▼

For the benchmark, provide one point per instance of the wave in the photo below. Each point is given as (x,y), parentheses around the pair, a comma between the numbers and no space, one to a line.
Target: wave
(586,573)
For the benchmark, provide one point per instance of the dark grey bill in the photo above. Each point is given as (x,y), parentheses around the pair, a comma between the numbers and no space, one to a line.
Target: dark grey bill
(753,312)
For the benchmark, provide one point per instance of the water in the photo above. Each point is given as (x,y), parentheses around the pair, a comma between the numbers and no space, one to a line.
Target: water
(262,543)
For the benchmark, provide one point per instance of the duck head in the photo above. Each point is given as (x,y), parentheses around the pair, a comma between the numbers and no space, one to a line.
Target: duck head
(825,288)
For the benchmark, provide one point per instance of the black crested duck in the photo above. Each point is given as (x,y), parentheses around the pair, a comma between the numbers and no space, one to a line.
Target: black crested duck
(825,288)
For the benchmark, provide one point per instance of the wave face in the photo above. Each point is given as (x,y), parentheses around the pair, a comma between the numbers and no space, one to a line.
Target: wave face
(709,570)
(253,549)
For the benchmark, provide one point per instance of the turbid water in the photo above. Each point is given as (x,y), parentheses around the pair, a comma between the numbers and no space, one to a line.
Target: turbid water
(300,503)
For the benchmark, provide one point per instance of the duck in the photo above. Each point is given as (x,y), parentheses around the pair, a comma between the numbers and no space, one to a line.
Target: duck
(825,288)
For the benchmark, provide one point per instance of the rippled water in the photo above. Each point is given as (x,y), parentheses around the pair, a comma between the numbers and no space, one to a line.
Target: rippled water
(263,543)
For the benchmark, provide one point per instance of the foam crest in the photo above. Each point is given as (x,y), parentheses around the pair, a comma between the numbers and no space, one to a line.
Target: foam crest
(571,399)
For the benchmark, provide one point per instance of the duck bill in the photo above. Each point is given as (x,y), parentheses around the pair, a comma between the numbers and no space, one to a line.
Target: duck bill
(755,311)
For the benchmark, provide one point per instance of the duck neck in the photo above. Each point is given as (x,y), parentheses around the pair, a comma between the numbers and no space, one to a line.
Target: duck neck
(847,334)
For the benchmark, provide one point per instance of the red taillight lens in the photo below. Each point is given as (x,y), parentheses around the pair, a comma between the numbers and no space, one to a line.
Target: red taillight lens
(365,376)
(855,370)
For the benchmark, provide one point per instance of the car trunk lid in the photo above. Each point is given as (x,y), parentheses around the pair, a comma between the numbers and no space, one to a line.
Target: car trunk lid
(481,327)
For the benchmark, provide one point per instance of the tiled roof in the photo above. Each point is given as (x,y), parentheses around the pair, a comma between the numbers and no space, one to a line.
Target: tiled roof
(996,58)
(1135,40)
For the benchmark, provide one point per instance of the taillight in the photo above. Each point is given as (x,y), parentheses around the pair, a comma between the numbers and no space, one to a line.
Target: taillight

▲

Put each line of the material above into a Markdown table with two columns, Row for the line's number and Line for its text. Skip any blank lines.

| Row | Line |
|---|---|
| 1 | For the benchmark, provide one point per instance of the wave in the photo below. Each point is given as (x,y), parentheses around the pair, a comma between the numbers and no space, one to a line. |
| 2 | Target: wave |
| 3 | (586,573) |
| 4 | For the benchmark, provide one point per instance of the dark grey bill in the photo above. Each point is given as (x,y), parentheses around the pair, a comma between the numbers and no space, one to a line. |
| 5 | Target: dark grey bill |
| 6 | (753,312) |
| 7 | For the benchmark, provide one point per instance of the water in the photo above. Each point is given as (x,y), parentheses around the pair, a comma between the numbers and no space, one to a line. |
| 8 | Target: water |
| 9 | (262,543) |
| 10 | For the benchmark, provide one point per instance of the duck head in the photo above. Each point is given as (x,y), parentheses around the pair, a comma between the numbers and no space, one to a line. |
| 11 | Target: duck head |
| 12 | (825,288) |
| 13 | For the benchmark, provide one point per instance of the black crested duck in the photo above. Each point is given as (x,y), parentheses around the pair, a comma between the numbers and no space, one to a line. |
| 14 | Target: black crested duck |
| 15 | (825,288) |
| 16 | For the benchmark, provide one point per instance of the wave face in the photo above. Each point is given as (x,y), parentheses around the pair, a comma between the numbers and no space, one to a line. |
| 17 | Target: wave face |
| 18 | (709,570) |
| 19 | (253,549) |
| 20 | For the benchmark, provide one point per instance of the turbid water in the photo above. Each point is given as (x,y), parentheses around the pair, a comma between the numbers and no space, one to a line. |
| 21 | Target: turbid water |
| 22 | (300,503) |
| 23 | For the benchmark, provide one point per instance of the duck in the photo above. Each point is given as (x,y), parentheses around the pair, a comma between the numbers and no space, one to a line. |
| 24 | Target: duck |
| 25 | (825,288) |
| 26 | For the benchmark, provide one point per instance of the rippled water in the photo above. Each point is given as (x,y), parentheses around the pair, a comma between the numbers and no space, one to a line. |
| 27 | Target: rippled water |
| 28 | (263,543) |
| 29 | For the benchmark, provide one point per instance of the foam crest in the photo above. Each point is given as (x,y), parentheses around the pair, a comma between the numbers and no space, one to a line. |
| 30 | Target: foam crest |
| 31 | (571,399) |
| 32 | For the benchmark, provide one point per instance of the duck bill in the photo above. Each point is given as (x,y), parentheses around the pair, a comma between the numbers and no space, one to a line. |
| 33 | Target: duck bill |
| 34 | (755,311) |
| 35 | For the benchmark, provide one point per instance of the duck neck in the photo above. Each point is given as (x,y), parentheses around the pair, a comma between the numbers and no space, one to a line. |
| 36 | Target: duck neck |
| 37 | (847,334) |
| 38 | For the benchmark, provide one point per instance of the red taillight lens in the photo below. Each point is given as (x,y), parentheses around the pair, a comma between the numbers and no space, one to a line. |
| 39 | Target: red taillight lens |
| 40 | (365,376) |
| 41 | (855,370) |
| 42 | For the benchmark, provide one point per instance of the car trunk lid in the photo above. Each point is given as (x,y), parentheses around the pair, a comma between the numbers and no space, one to a line. |
| 43 | Target: car trunk lid |
| 44 | (481,327) |
| 45 | For the benchmark, provide one point per instance of the tiled roof in the photo above. Each point is given as (x,y), parentheses around the pair, a comma between the numbers and no space, one to a line. |
| 46 | Target: tiled roof |
| 47 | (996,58) |
| 48 | (1135,40) |
| 49 | For the benchmark, provide one point per instance of the taillight in the photo above. Each point is given as (x,y), parentheses around the pair, a comma between the numbers and no space, one to a line. |
| 50 | Target: taillight |